◆ LIST OF TASKS
• 1. In the project description on building predictive models, what was the response variable?
• 2. Rewrite the project description on building predictive models starting with "Aug 2015 – Dec" and going on through "using the Bootstrap.", but switch "students" to "classmates".
• 3. Pick up the project description on building predictive models after its last sentence and write what comes next.
++++ GIVEN TEXT ++++
Aug 2015 – Dec 2015
Building Predictive Models Using Publicly Available Data
We (my group of 5 students) used the nhgh dataset from Vanderbilt University to build predictive models to predict the kidney disease. Our dataset had 19 variables, 3 of which were qualitative variables. Our response variable was SCr (Serum Creatinine) which is an indicator for kidney disease.
We used the R programming language for coding. After descriptive analysis, we went through the process of:
Regression Modelling: Using Simple Linear Regression, Multiple Regression and accounted for Interaction terms and non-linear transformations
Re-sampling: Using Entire data set, Validation Set Approach, Leave-One-Out Cross Validation (LOOCV), K-Fold Cross Validation and we quantified uncertainty using the Bootstrap.
++++ SOURCE MATERIAL ++++
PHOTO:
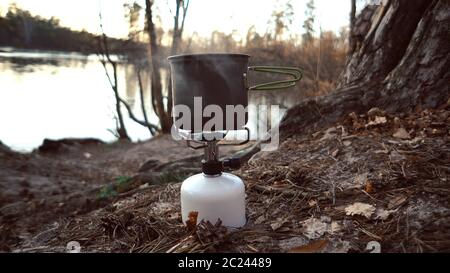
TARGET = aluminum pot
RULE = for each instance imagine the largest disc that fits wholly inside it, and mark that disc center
(221, 80)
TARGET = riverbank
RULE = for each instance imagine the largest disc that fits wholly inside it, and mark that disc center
(66, 178)
(369, 180)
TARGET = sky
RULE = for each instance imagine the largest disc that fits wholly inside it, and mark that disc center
(204, 16)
++++
◆ OUTPUTS IN ORDER
• 1. SCr (Serum Creatinine), an indicator for kidney disease.

• 2.
Aug 2015 – Dec 2015
Building Predictive Models Using Publicly Available Data
We (my group of 5 classmates) used the nhgh dataset from Vanderbilt University to build predictive models to predict the kidney disease. Our dataset had 19 variables, 3 of which were qualitative variables. Our response variable was SCr (Serum Creatinine) which is an indicator for kidney disease.
We used the R programming language for coding. After descriptive analysis, we went through the process of:
Regression Modelling: Using Simple Linear Regression, Multiple Regression and accounted for Interaction terms and non-linear transformations
Re-sampling: Using Entire data set, Validation Set Approach, Leave-One-Out Cross Validation (LOOCV), K-Fold Cross Validation and we quantified uncertainty using the Bootstrap.

• 3.
Model Selection: Using the Forward and Backward Stepwise Selection, Ridge Regression and Lasso, accounting for Non-Linearity using Polynomial Regression and Spline.
We finally come up with a General Additive Model (GAM) for our dataset.Our results shows that:
- Blood Urea Nitrogen is the main predictor associated with SCr.
- A model including 4 variables was the best model for our data. These 4 variables are: bun (blood Urea Nitrogen), ht(height), sexfemale and re-Non Hispanic Black( re- race)
- publicly available data can be analyzed to predict healthcare outcomes and this should encourage more agencies to make de-identified Patient Data publicly available.